***** Estratto *****

1.2. E', infine, appena il caso di ricordare - a fronte delle obiezioni del ricorrente in ordine al percorso argomentativo dell'ordinanza impugnata - che, secondo il prevalente e qui condiviso indirizzo della giurisprudenza di legittimità, in sede di appello del pubblico ministero avverso il rigetto della richiesta di misura cautelare, la riforma sfavorevole all'indagato del provvedimento del giudice per le indagini preliminari non impone una motivazione rafforzata, in quanto è sufficiente che il giudice d'appello cautelare compia una valutazione totale, autonoma e completa degli elementi addotti dalle parti nel contraddittorio pieno, confrontandosi con gli argomenti che fondano la decisione impugnata, in quanto, diversamente da quanto richiesto nel giudizio di merito, non è necessaria la dimostrazione, oltre ogni ragionevole dubbio, della insostenibilità della soluzione adottata dal primo giudice (da ultimo vds. Sez. 5, Sentenza n. 28580 del 22/09/2020, M., Rv. 279593).


2. Sono manifestamente infondati gli ulteriori motivi di ricorso.


2.1. Ciò vale, in primo luogo, per quanto riguarda l'asserto (di cui al terzo e al quarto motivo) secondo il quale non sarebbe stato rispettato il principio del minimo sacrificio della libertà personale, con danno per la salute e per le possibilità di reinserimento sociale dell'indagato: è chiaro che una simile valutazione va ricondotta al quadro ordinamentale, in base al quale l'inquadramento della custodia in carcere come extrema ratio deve cedere il passo alle necessità sottese alla difesa sociale e alla special prevenzione laddove si configurino, come nella specie, esigenze cautelari particolarmente stringenti, che ne giustifichino l'applicazione; quanto al sacrificio dell'opportunità di recupero psicofisico e sociale dell'indagato, esso è a sua volta riconosciuto dall'ordinamento allorché, come nella specie, si proceda per reati in relazione ai quali lo stesso codice di rito prevede una presunzione iuris tantum di insostituibilità della custodia in carcere e tale presunzione non venga superata.

*****

### Attività proposte:
1. Traduci in inglese questa frase del testo sulla custodia cautelare: "Sono manifestamente infondati gli ulteriori motivi di ricorso."
2. Nel testo sulla custodia cautelare, in quali motivi di ricorso si trova l'asserto sul mancato rispetto del principio del minimo sacrificio della libertà personale?
3. Per favore, prosegui il testo sulla custodia cautelare dopo l'ultima frase riportata.
L'elenco ha una fonte diversa dal testo sulla custodia cautelare.

***** Dati forniti *****

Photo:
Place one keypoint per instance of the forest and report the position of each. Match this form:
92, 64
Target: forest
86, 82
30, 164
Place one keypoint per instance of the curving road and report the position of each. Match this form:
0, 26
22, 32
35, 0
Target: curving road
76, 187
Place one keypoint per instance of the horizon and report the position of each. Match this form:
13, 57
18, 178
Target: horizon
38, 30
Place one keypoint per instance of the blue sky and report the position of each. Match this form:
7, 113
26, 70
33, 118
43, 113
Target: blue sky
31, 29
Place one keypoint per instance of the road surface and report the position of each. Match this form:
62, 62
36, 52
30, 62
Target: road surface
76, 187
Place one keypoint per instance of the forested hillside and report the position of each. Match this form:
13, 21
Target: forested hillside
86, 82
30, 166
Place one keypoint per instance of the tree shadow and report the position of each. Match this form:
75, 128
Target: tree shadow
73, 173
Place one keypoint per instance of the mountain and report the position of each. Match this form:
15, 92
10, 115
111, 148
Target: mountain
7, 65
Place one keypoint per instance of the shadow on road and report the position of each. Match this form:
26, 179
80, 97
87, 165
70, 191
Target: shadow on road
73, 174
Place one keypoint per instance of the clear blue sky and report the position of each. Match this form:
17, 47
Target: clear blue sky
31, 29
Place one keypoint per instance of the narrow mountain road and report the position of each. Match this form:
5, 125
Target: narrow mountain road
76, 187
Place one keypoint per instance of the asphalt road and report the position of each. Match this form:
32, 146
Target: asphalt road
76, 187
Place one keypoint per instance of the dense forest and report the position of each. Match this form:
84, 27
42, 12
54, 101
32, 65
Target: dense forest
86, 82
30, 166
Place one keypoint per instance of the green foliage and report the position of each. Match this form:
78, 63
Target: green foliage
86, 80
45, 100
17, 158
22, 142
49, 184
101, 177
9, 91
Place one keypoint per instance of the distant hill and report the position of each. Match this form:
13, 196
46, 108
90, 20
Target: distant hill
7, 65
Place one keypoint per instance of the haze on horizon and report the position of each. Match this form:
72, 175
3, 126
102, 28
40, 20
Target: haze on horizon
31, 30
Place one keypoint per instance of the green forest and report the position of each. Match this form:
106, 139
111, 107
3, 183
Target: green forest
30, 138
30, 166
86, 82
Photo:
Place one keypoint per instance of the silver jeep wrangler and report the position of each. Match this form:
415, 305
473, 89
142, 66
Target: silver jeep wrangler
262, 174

*****

### Soluzioni per punto:
1. The further grounds of appeal are manifestly unfounded.

2. Nel terzo e nel quarto motivo.

3.
2.2. In secondo luogo - venendo agli ultimi due motivi di lagnanza - sono manifestamente infondate le censure mosse all'ordinanza impugnata a proposito della motivazione circa l'inidoneità degli arresti domiciliari: motivazione che, in realtà, si diffonde ampiamente sul punto, sia in relazione alla constatazione del mancato superamento della presunzione di cui all'art. 275 c.p.p., comma 3, sia - nello specifico - in relazione alla posizione apicale del D.S. all'interno di una compagine criminosa di indubbia pericolosità e con contiguità mafiose, nonché alla sua dimostrata proclività a mantenere i contatti con i suoi sodali anche in regime di sottoposizione agli arresti domiciliari, a nulla rilevando, in tale quadro, il formale rispetto delle prescrizioni a lui impartite.


3. Al rigetto dei ricorsi consegue la condanna del ricorrente al pagamento delle spese processuali.


In relazione alla conferma delle statuizioni cautelari adottate in sede d'appello a carico del ricorrente, la Cancelleria provvederà agli adempimenti di cui all'art. 28 del Regolamento di esecuzione del c.p.p..


PQM

Rigetta il ricorso e condanna il ricorrente al pagamento delle spese processuali.


Manda alla Cancelleria per gli adempimenti di cui all'art. 28 Reg. Esec. c.p.p..


Così deciso in Roma, il 16 marzo 2022.